_Problem to work on_:
Without the pictures, can you quote each line below exactly?

## Start Material for this task

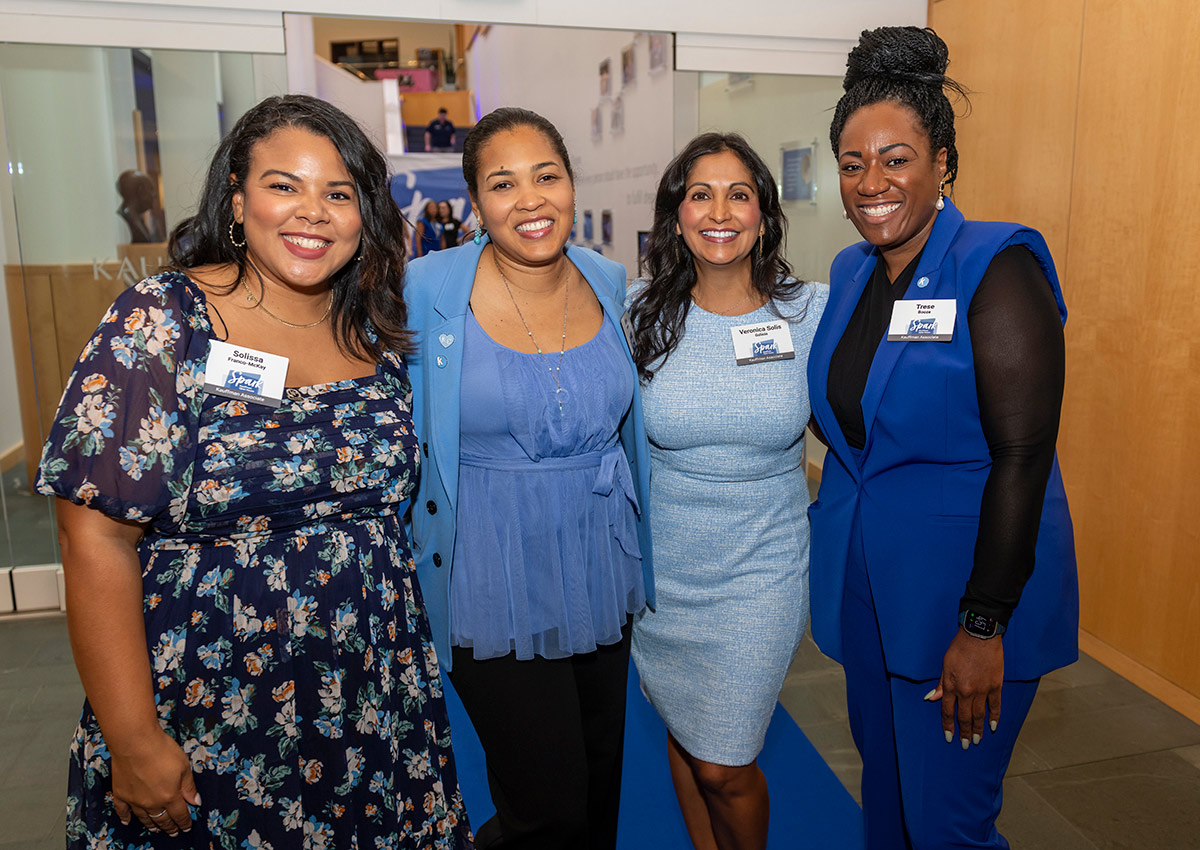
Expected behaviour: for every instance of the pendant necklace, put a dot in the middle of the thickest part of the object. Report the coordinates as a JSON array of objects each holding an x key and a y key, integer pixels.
[
  {"x": 561, "y": 394},
  {"x": 258, "y": 303}
]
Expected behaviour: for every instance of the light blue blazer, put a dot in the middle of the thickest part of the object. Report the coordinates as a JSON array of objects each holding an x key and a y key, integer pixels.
[{"x": 437, "y": 291}]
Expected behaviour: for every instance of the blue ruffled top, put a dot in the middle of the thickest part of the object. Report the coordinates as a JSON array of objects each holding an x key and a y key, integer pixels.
[{"x": 546, "y": 558}]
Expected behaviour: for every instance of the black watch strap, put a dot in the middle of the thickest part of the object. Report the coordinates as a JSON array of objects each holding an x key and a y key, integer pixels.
[{"x": 978, "y": 626}]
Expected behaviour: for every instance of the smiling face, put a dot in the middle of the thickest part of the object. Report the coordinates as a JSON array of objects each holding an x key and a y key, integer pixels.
[
  {"x": 720, "y": 217},
  {"x": 525, "y": 196},
  {"x": 299, "y": 208},
  {"x": 889, "y": 179}
]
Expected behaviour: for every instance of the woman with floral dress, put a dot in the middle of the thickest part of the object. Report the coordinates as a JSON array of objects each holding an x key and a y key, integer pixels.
[{"x": 228, "y": 458}]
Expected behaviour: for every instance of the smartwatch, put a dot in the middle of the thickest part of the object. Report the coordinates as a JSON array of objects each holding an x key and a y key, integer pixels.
[{"x": 978, "y": 626}]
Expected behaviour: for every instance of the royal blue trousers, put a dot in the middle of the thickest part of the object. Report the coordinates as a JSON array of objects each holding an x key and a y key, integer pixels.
[{"x": 919, "y": 792}]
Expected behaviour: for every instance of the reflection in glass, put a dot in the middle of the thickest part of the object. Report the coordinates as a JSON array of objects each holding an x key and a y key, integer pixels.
[{"x": 103, "y": 151}]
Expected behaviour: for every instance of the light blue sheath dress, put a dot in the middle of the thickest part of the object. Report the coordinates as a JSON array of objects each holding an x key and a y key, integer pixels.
[
  {"x": 729, "y": 518},
  {"x": 546, "y": 556}
]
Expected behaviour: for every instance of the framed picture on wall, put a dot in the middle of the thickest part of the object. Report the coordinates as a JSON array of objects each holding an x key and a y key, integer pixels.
[
  {"x": 643, "y": 238},
  {"x": 798, "y": 171},
  {"x": 617, "y": 120},
  {"x": 658, "y": 52}
]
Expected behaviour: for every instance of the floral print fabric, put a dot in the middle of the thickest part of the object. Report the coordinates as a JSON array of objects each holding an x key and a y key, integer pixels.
[{"x": 286, "y": 633}]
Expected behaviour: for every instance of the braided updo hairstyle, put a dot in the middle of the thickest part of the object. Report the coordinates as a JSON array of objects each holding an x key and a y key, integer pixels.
[{"x": 905, "y": 65}]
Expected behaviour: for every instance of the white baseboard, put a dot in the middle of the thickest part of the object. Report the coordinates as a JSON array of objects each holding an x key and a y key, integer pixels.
[
  {"x": 6, "y": 605},
  {"x": 36, "y": 588}
]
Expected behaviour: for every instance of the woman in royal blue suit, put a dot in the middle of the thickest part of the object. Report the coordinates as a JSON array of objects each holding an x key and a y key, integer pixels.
[
  {"x": 529, "y": 532},
  {"x": 943, "y": 568}
]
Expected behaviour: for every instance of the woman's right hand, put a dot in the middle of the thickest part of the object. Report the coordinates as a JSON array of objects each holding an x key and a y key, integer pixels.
[{"x": 153, "y": 782}]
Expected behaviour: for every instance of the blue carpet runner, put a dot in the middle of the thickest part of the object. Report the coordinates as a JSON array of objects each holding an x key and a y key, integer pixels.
[{"x": 809, "y": 808}]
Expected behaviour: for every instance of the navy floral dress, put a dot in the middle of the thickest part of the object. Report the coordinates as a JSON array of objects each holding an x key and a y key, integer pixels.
[{"x": 286, "y": 632}]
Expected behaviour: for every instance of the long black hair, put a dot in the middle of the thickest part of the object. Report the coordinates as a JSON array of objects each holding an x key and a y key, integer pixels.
[
  {"x": 365, "y": 291},
  {"x": 659, "y": 311},
  {"x": 905, "y": 65}
]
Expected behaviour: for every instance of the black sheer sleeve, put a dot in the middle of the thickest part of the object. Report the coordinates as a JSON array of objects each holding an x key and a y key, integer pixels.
[{"x": 1019, "y": 363}]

## End Material for this task

_Solution below_:
Expected behaviour: for every instance of the pendant necklace, put a dot in the middle of the thickest part of the object. Report the coordinates as a JSON array of objects each holding an x key and a y key, integer pixels.
[
  {"x": 561, "y": 394},
  {"x": 258, "y": 303}
]
Expected behaviour: for every instance of the light blue blazer, put a dot in the middle of the thickest part of the object. Report the coordinates as a JSON array of objects each holding an x key and a y key, integer pixels.
[{"x": 437, "y": 291}]
Expected behaviour: for every instance of the blue ruffled top, put a dot in the middle of the thickest part of the object. Report the coordinates as a JSON array of objects each holding an x key and a y key, integer pixels.
[{"x": 546, "y": 558}]
Expected behaviour: for every instance of the black watch strap, put a dot in the middle of the thickest part of the object. Report the coordinates as a JSON array of objects each holding an x key and a y key, integer pixels.
[{"x": 978, "y": 626}]
Expected behaviour: for every instance of the smiling face, put a dot in the middle of the thickest part of the object. Report the coordinates as a JSON array of objects each holding an x key and a y key, integer pixels.
[
  {"x": 720, "y": 217},
  {"x": 525, "y": 196},
  {"x": 299, "y": 208},
  {"x": 889, "y": 179}
]
Expected behaviour: for every instance of the woman with floral dress, put a dot in the middle of the thickest part of the object. Report the coordinates as a JSON array of objects each holding an x key and a y key, integer pixels.
[{"x": 228, "y": 458}]
Expected behaviour: for every instance of the smartwatch, put a dot in the middle of the thickest part of the object. Report the coordinates as a JSON array of objects each holding an x key and a y key, integer pixels.
[{"x": 978, "y": 626}]
Expected behaviour: for every instance of the royal blue trousers, put a dot in the middle of the thickest part of the object. Report the coordinates as a JSON array of objects each holding an x key and a y key, integer pixels.
[{"x": 919, "y": 792}]
Expected behaviour: for every instance of the reflection in glass, put a dot in the middle of the thickest part of the object. Report the coordinates as a JSON array of objects each holding an x key and a y key, integer pixels.
[{"x": 103, "y": 151}]
Expected behaviour: for every instance of the light blue sheath dress, put a dot in the middle of the thickest part of the object. Report the coordinates as a JSON array of objects each holding an x key and a y key, integer pixels.
[
  {"x": 729, "y": 518},
  {"x": 546, "y": 556}
]
Expected behaviour: for every instance of the framed picture on wall, put a dot in the middle of the thickest part of the object. Report the coordinates as a JSON array of objects each holding an x key and a y key, integer pixels.
[
  {"x": 643, "y": 238},
  {"x": 798, "y": 171},
  {"x": 617, "y": 120},
  {"x": 658, "y": 52}
]
Expected behaviour: for every instance of the floral print fabric, put a dot in the middle of the thickest part of the object. Report the coordinates as a JSON array of objects each holding an x key and a y key, integer pixels.
[{"x": 286, "y": 633}]
Expected behaviour: for every instance of the braided updo hairstyle, put a dot in the middle of the thickest part of the object. Report the coordinates as a JSON array of objects each holding an x key and a y key, integer pixels.
[{"x": 905, "y": 65}]
Expected behaviour: for every instance of the white baseboard, put a dot in the middle of the thickest part of the object. Report the coordinates as a JSON array of objects each holding an x key and a y key, integer pixels.
[
  {"x": 6, "y": 605},
  {"x": 36, "y": 588}
]
Expected behaviour: for every instance of the woman in royal blue suit, put a dot in the middle of the thickest part of the object. Report the coordinates as a JSON array of objects each holding an x key and a y key, integer pixels.
[
  {"x": 529, "y": 532},
  {"x": 943, "y": 568}
]
Expected behaviour: for every instance of the woman's right hand, put a dot in the middle of the thickest part of the object. Report the coordinates as a JSON array of objects each holding an x key and a y key, integer pixels.
[{"x": 153, "y": 782}]
Expected behaviour: for every instance of the blue carpet runner, put a dot in the middle of the thickest part of the object. Report the coordinates as a JSON array of objects each holding an x key and a y key, integer pixels.
[{"x": 809, "y": 808}]
Expected behaviour: for every instance of the navy floral dress, put a dot in the middle of the thickest part of the object. Report the coordinates as a JSON array of objects each holding an x key and a y key, integer pixels.
[{"x": 286, "y": 632}]
Expected behaviour: for every instance of the long black hair, put a dot in the middle of the thickest part of the object. Report the coordinates as a JSON array of objects each holding an x key and a y key, integer pixels.
[
  {"x": 365, "y": 291},
  {"x": 659, "y": 311},
  {"x": 905, "y": 65}
]
Expected behaviour: for every instance of the black sheer sleeve, put a dot in the middle of the thickest part of the object. Report the coordinates as a JSON array of objects each holding an x key and a y key, integer pixels.
[{"x": 1019, "y": 363}]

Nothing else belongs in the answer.